**SET EXERCISE**
Extend the patent passage on depicting multi-dimensional data with shapes by continuing its summary from the point where it stops.

**SELECTED EXTRACT**
########

Accordingly, there exists a need for a system and method for visually depicting multiple dimensions of data at one time using shapes and their attributes for visualization in a manner as to optimize ease of readability and understanding.
SUMMARY OF THE INVENTIONAccording to one aspect there is provided a computer-implemented method for visualizing multi-dimensional data on a user interface of a computing device, each dimension of the data having a plurality of dimension values, the method comprising: receiving mapping information defining at least one mapping between each potential dimension of the data to a corresponding shape attribute; generating, for each dimension of the data, a plurality of visual markers in response to varying a pre-defined visual characteristic of the corresponding shape attribute from a baseline shape for the characteristic, the plurality of visual markers configured for representing the dimension values of the dimension and each of the visual markers varying a pre-defined measure from the baseline shape; defining, for each dimension of the data, a link between each visual marker associated with the corresponding shape attribute with each potential dimension value of the plurality of dimension values, the link defined in response to pre-defined criteria; and representing each dimension value of each dimension of the multi-dimensional data with the linked visual marker and concatenating the plurality of visual markers corresponding to each of the different dimensions of the multi-dimensional data and associated dimension values to form a singular visual object for visualizing the multi-dimensional data and associated dimension values.

########

**LISTED RECORDS**
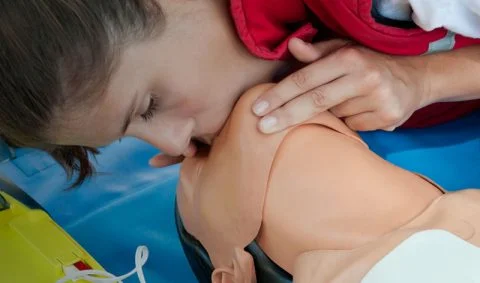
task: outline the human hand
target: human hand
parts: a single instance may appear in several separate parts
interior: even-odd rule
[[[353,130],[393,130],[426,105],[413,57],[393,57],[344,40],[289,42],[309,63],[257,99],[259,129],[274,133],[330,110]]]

########

**THE RESPONSE**
The method further comprises: receiving input on the user interface from a user of the device for allowing one or more of defining the mapping information; modifying the mapping information; selecting the visual characteristic; and selecting the pre-defined criteria for determining the link between each visual marker and a selected dimension value of the data. In one aspect, concatenating the visual markers from each of the dimensions of data and associated values comprises presenting each visual marker corresponding to a different data dimension in a different visual dimension. In another aspect, the visual object is displayed as one of a two-dimensional or a three-dimensional object. In yet another aspect, the shape attributes are selected from the group comprising: closure, curvature, corner angle, edge type, corner type, end type, notch, bump, whiskers, holes, intersection, and local warp. In yet another aspect, wherein the visual characteristics of the shape attributes are selected from the group comprising: degree of closure, amplitude, skew, bulge, degree of angle, amplitude, frequency, size, width, depth, density, length, number, number of spokes of an intersection, and factor. In yet another aspect, the visual characteristics of the shape attributes are selected from the group comprising: closed closure, open closure, degrees of curvature, straight edge, spiky edge, sharp corner, round corner, serif corner, serif end type, dot end type, v-shaped notch, half-round notch, sloping whiskers, amount of whiskers, shape of holes, number of holes, shear of warp, twist of warp, bulge of warp, and shape of notch. In yet another aspect, each visual marker of the visual markers connected together to form the visual object represents different dimensions of the multi-dimensional data and is visually displayed in different quadrants of the user interface.
In an alternative, aspect, the mapping information is configured to define that each dimension of the multi-dimensional data is mapped to different shape attributes of a plurality of shape attributes such that the singular visual object depicting the multi-dimensional data comprises visual markers associated with the plurality of shape attributes.
In yet another aspect, the corresponding shape attribute is selected in dependence upon a type of the potential dimension values for the dimension such that the corresponding shape attribute is associated for defining either categorical data having discrete potential dimension values or quantitative data having a range of potential dimension values.
In yet another aspect, the visual markers corresponding to different dimensions of the multi-dimensional data are generated from the same corresponding shape attribute having different visual characteristics.
In yet another aspect, the pre-defined criteria for linking each visual marker with each potential dimension value associated with the selected dimension is dependent upon the number of potential dimension values for the selected dimension.
In yet another aspect, the pre-defined criteria defines that the link between the linked visual marker and a selected dimension value of the data is in dependence upon a correlation between the pre-defined measure of variance and a relative size of the selected dimension value to the other values within a same dimension.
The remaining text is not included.